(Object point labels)
# # # # #

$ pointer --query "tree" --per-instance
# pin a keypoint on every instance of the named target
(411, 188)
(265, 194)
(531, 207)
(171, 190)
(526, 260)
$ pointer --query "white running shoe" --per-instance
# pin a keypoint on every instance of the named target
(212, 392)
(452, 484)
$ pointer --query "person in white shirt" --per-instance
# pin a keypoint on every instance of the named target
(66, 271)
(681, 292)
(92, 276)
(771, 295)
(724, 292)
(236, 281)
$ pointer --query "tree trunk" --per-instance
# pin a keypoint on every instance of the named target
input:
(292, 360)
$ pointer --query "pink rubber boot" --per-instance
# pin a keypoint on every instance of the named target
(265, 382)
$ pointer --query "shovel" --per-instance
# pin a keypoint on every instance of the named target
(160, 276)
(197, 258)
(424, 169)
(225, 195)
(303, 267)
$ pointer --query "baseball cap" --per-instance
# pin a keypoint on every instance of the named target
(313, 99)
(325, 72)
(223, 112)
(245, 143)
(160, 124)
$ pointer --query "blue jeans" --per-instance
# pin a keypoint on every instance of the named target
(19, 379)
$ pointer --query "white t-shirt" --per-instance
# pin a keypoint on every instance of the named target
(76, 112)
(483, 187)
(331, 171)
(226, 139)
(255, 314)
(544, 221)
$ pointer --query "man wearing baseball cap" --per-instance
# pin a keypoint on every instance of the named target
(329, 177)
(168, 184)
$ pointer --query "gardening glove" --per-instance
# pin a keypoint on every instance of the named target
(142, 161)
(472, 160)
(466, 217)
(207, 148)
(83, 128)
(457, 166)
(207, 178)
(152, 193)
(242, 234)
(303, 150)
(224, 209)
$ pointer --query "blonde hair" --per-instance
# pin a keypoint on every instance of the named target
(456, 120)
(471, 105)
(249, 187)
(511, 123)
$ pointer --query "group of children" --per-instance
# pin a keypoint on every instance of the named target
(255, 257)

# # # # #

▶ **Exercise**: How many lines of the records above contain the string "shirt", counting only matches with the same case? Reply with the number alone.

▶ **Solution to this exercise**: 2